----- DATA SHOWN -----

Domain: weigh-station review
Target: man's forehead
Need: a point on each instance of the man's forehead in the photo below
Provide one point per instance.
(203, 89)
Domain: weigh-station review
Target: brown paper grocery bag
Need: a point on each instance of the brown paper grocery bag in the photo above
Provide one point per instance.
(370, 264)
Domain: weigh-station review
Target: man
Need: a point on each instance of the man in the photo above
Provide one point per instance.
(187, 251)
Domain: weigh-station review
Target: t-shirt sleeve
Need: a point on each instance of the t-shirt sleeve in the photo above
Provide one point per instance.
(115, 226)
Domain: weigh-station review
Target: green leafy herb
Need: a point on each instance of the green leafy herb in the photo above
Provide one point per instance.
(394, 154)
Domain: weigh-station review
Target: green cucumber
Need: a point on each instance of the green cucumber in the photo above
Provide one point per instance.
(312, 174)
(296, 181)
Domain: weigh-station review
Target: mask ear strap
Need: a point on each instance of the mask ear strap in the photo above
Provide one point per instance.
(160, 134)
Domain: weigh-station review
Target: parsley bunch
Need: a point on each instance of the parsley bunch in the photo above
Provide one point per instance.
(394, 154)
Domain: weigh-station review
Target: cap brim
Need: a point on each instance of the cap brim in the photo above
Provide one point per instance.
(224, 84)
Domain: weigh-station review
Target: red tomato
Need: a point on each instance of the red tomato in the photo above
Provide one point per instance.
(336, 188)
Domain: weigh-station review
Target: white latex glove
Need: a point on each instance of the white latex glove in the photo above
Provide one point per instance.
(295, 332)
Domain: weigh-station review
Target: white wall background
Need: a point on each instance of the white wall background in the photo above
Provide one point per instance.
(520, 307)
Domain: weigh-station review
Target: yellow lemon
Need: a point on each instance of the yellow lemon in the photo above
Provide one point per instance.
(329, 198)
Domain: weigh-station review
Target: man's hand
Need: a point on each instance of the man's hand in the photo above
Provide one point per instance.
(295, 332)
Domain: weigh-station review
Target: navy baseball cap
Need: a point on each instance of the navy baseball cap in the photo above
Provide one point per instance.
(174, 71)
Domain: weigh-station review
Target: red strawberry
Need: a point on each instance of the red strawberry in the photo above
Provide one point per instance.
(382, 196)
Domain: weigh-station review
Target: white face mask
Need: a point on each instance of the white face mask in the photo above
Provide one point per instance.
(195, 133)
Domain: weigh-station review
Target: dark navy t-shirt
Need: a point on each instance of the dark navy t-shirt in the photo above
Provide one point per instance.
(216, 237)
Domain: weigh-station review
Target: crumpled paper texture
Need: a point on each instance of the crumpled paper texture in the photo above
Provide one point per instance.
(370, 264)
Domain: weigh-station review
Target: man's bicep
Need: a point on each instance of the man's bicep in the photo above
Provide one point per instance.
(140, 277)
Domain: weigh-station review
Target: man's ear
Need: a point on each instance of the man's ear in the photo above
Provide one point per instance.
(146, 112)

-----

• _WHAT THE TASK REQUIRES_: From the data above, extract every line in its exact form.

• _THE COMPLETED TASK_:
Domain: weigh-station review
Target: man's forehead
Need: a point on each instance of the man's forehead in the photo below
Provide one point per instance.
(203, 89)
Domain: weigh-station review
Target: brown paper grocery bag
Need: a point on each instance of the brown paper grocery bag in the photo above
Provide one point per instance.
(370, 264)
Domain: weigh-station review
Target: man
Need: a point on each instance of the man in the photo above
Provide one point per instance.
(187, 251)
Domain: weigh-station review
Target: t-shirt sleeve
Need: a point on each instance of the t-shirt sleeve in the photo above
Provide one point per instance.
(115, 226)
Domain: weigh-station review
Target: green leafy herb
Need: a point on each instance of the green leafy herb in the photo above
Provide one point per instance.
(394, 154)
Domain: weigh-station review
Target: green cucumber
Need: a point on each instance of the green cucumber in the photo above
Provide one point per instance.
(312, 174)
(296, 181)
Domain: weigh-station review
Target: mask ear strap
Need: a point on each instance of the mask ear strap in the photo above
Provide one point per instance.
(160, 134)
Domain: weigh-station review
Target: parsley bunch
Need: a point on each instance of the parsley bunch in the photo above
Provide one point per instance.
(394, 154)
Domain: weigh-station review
Target: cap brim
Need: a point on each instance of the cap brim in the photo above
Provide one point per instance.
(224, 84)
Domain: weigh-station review
Target: red tomato
Need: a point on each instance of the red tomato in the photo above
Provide one point per instance.
(336, 188)
Domain: weigh-station review
Target: white latex glove
Need: a point on each instance of the white latex glove in the photo above
Provide one point per instance.
(295, 332)
Domain: weigh-station review
Target: white wall background
Need: a point on each instance of the white wall background in the photo above
Provide one point per instance.
(520, 307)
Domain: weigh-station review
Target: yellow lemon
Need: a point on each instance of the yellow lemon in the photo above
Provide one point per instance.
(329, 198)
Domain: weigh-station review
Target: man's hand
Need: a point on each instance of the man's hand in the photo above
Provide one point per instance.
(295, 332)
Domain: weigh-station review
Target: navy baseball cap
Need: a point on each instance of the navy baseball cap in the photo above
Provide one point per instance.
(174, 71)
Domain: weigh-station review
Target: red strawberry
Need: a point on each instance of the red strawberry in the photo above
Provide one point per instance.
(382, 196)
Domain: weigh-station review
Target: white face mask
Need: a point on each instance of the white face mask in the photo above
Provide one point per instance.
(195, 133)
Domain: weigh-station review
Target: dark navy t-shirt
Need: a point on each instance of the dark navy t-shirt in the photo above
Provide one point per instance.
(216, 237)
Domain: weigh-station review
Target: crumpled paper texture
Need: a point on each instance of the crumpled paper texture in the photo above
Provide one point per instance.
(370, 264)
Domain: weigh-station review
Target: man's bicep
Need: a point on each instance of the man's bicep in the photo above
Provide one point per instance.
(140, 277)
Domain: weigh-station review
Target: man's ear
Need: a point on each instance of the man's ear in the photo above
Provide one point per instance.
(146, 112)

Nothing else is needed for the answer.